* [Task instructions] Each entry should be quoted word for word, including every mark of punctuation.

(Records excerpted from a collection)
####################

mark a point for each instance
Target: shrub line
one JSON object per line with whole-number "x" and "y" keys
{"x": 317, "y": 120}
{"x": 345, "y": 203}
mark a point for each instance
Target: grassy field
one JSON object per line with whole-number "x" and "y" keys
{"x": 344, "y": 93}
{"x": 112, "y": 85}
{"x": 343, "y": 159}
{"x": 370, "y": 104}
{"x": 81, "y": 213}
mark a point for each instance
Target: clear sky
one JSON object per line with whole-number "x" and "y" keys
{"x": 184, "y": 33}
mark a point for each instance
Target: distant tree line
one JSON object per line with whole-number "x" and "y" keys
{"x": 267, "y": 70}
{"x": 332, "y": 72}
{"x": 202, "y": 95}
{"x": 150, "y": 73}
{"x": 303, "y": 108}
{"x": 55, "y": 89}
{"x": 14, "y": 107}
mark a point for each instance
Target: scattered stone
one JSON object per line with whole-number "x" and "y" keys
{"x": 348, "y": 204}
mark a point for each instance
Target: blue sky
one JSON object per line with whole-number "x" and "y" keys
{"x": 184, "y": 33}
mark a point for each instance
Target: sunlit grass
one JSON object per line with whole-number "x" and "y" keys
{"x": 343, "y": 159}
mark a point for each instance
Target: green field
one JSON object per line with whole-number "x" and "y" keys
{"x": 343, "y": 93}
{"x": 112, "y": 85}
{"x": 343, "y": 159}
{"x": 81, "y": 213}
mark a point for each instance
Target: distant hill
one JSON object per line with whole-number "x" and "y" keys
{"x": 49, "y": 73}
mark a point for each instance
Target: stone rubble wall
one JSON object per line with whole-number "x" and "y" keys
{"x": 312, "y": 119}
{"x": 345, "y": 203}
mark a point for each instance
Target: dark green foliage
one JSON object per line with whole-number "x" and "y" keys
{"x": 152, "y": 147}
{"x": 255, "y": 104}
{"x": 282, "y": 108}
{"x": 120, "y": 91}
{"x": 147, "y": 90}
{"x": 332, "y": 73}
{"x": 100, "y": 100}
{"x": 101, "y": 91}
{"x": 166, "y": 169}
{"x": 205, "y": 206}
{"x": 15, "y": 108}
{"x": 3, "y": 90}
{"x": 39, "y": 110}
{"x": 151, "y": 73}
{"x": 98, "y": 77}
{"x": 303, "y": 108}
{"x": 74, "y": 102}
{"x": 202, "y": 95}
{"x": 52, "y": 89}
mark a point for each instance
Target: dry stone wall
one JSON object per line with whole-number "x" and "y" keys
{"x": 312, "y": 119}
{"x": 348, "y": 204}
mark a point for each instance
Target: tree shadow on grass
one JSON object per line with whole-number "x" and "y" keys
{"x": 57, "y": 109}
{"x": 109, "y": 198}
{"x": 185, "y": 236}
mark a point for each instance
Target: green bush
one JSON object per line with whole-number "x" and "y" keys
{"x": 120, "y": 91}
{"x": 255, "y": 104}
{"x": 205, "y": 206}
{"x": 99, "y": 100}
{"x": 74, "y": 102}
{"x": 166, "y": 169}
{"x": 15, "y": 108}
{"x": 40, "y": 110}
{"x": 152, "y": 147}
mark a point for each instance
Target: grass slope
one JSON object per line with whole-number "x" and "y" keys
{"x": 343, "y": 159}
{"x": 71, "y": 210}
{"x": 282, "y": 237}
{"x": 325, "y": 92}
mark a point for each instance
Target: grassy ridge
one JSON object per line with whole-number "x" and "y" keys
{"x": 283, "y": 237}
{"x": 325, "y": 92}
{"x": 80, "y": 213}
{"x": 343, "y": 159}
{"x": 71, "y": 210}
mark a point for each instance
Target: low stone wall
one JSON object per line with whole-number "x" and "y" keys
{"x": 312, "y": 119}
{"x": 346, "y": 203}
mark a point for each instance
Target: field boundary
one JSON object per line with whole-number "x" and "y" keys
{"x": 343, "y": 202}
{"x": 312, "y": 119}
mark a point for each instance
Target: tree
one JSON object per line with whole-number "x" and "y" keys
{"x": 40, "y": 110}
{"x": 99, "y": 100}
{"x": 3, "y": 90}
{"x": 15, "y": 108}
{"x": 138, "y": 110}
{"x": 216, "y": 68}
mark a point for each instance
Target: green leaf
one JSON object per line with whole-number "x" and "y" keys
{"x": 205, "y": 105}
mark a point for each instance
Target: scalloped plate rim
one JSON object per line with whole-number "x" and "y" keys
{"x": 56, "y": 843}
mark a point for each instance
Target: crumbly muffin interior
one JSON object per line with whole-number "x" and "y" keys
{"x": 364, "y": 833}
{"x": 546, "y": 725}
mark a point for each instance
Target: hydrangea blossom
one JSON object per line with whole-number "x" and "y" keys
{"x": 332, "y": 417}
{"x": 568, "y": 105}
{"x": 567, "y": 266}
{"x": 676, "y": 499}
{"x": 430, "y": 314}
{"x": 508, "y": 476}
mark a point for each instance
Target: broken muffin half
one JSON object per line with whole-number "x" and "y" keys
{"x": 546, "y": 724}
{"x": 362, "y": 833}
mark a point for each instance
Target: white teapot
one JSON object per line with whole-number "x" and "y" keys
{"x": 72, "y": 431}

####################

* [Solution below]
mark a point for each instance
Target: shrub line
one JSON object per line with whole-number "x" and "y" keys
{"x": 317, "y": 120}
{"x": 345, "y": 203}
mark a point for each instance
Target: grassy field
one JSON object per line with whole-number "x" and "y" keys
{"x": 344, "y": 93}
{"x": 112, "y": 85}
{"x": 343, "y": 159}
{"x": 370, "y": 104}
{"x": 81, "y": 213}
mark a point for each instance
Target: clear sky
one JSON object per line with whole-number "x" and "y" keys
{"x": 184, "y": 33}
mark a point for each instance
Target: distant tree line
one JSON object per line with whole-number "x" and "y" keys
{"x": 267, "y": 70}
{"x": 332, "y": 72}
{"x": 202, "y": 95}
{"x": 150, "y": 73}
{"x": 303, "y": 108}
{"x": 55, "y": 89}
{"x": 14, "y": 107}
mark a point for each instance
Target: scattered stone
one JSON object per line with whole-number "x" and "y" keys
{"x": 348, "y": 204}
mark a point for each instance
Target: blue sky
one JSON object per line with whole-number "x" and "y" keys
{"x": 184, "y": 33}
mark a point for each instance
Target: sunlit grass
one JSON object per line with whole-number "x" and "y" keys
{"x": 343, "y": 159}
mark a point for each instance
Target: green field
one JSON object per line with whole-number "x" and "y" keys
{"x": 343, "y": 93}
{"x": 112, "y": 85}
{"x": 343, "y": 159}
{"x": 81, "y": 213}
mark a point for each instance
Target: distant hill
one JSON object per line with whole-number "x" and "y" keys
{"x": 49, "y": 73}
mark a point for each instance
Target: stone rubble wall
one JSON object per line with whole-number "x" and "y" keys
{"x": 312, "y": 119}
{"x": 345, "y": 203}
mark a point for each instance
Target: dark green foliage
one JSON object per line with whole-number "x" and "y" keys
{"x": 152, "y": 147}
{"x": 255, "y": 104}
{"x": 282, "y": 108}
{"x": 120, "y": 91}
{"x": 147, "y": 90}
{"x": 332, "y": 73}
{"x": 100, "y": 100}
{"x": 101, "y": 91}
{"x": 166, "y": 169}
{"x": 205, "y": 206}
{"x": 15, "y": 108}
{"x": 3, "y": 90}
{"x": 39, "y": 110}
{"x": 151, "y": 73}
{"x": 98, "y": 77}
{"x": 303, "y": 108}
{"x": 74, "y": 102}
{"x": 202, "y": 95}
{"x": 52, "y": 89}
mark a point for each instance
Target: dry stone wall
one JSON object per line with whole-number "x" and "y" keys
{"x": 312, "y": 119}
{"x": 348, "y": 204}
mark a point for each instance
Target: tree shadow on grass
one JSON object per line with whole-number "x" and "y" keys
{"x": 57, "y": 109}
{"x": 109, "y": 198}
{"x": 185, "y": 236}
mark a point for each instance
Target: green bush
one JSON object per line with whole-number "x" and "y" keys
{"x": 120, "y": 91}
{"x": 255, "y": 104}
{"x": 205, "y": 206}
{"x": 99, "y": 100}
{"x": 74, "y": 102}
{"x": 166, "y": 169}
{"x": 15, "y": 108}
{"x": 40, "y": 110}
{"x": 152, "y": 147}
mark a point for each instance
Target: grass slope
one JSON object per line with whole-number "x" and "y" keys
{"x": 343, "y": 159}
{"x": 71, "y": 210}
{"x": 282, "y": 237}
{"x": 325, "y": 92}
mark a point for each instance
Target: grassy ridge
one JSON object per line with whole-number "x" and "y" keys
{"x": 283, "y": 237}
{"x": 325, "y": 92}
{"x": 80, "y": 213}
{"x": 343, "y": 159}
{"x": 71, "y": 210}
mark a point for each instance
Target: low stone wall
one JSON object per line with whole-number "x" and "y" keys
{"x": 312, "y": 119}
{"x": 346, "y": 203}
mark a point for each instance
Target: field boundary
one JSON object per line with whole-number "x" and "y" keys
{"x": 343, "y": 202}
{"x": 312, "y": 119}
mark a point for each instance
Target: tree
one JSON object per line with whole-number "x" and "y" keys
{"x": 40, "y": 110}
{"x": 99, "y": 100}
{"x": 3, "y": 90}
{"x": 15, "y": 108}
{"x": 138, "y": 110}
{"x": 216, "y": 68}
mark a point for each instance
Target: green leaf
one JSON object per line with whole-number "x" and "y" keys
{"x": 205, "y": 105}
mark a point for each instance
Target: scalloped plate rim
one JSON object per line with whole-number "x" and "y" keys
{"x": 56, "y": 843}
mark a point for each instance
Target: crumbly muffin interior
one JSON object per line with whole-number "x" and "y" keys
{"x": 364, "y": 833}
{"x": 546, "y": 725}
mark a point for each instance
Target: hydrangea blossom
one JSON object per line with whole-number "x" and "y" keys
{"x": 332, "y": 417}
{"x": 568, "y": 105}
{"x": 567, "y": 266}
{"x": 676, "y": 499}
{"x": 430, "y": 314}
{"x": 508, "y": 476}
mark a point for each instance
Target: broken muffin half
one JSON object per line with whole-number "x" and "y" keys
{"x": 546, "y": 724}
{"x": 362, "y": 833}
mark a point for each instance
Target: white teapot
one JSON object per line with whole-number "x" and "y" keys
{"x": 72, "y": 431}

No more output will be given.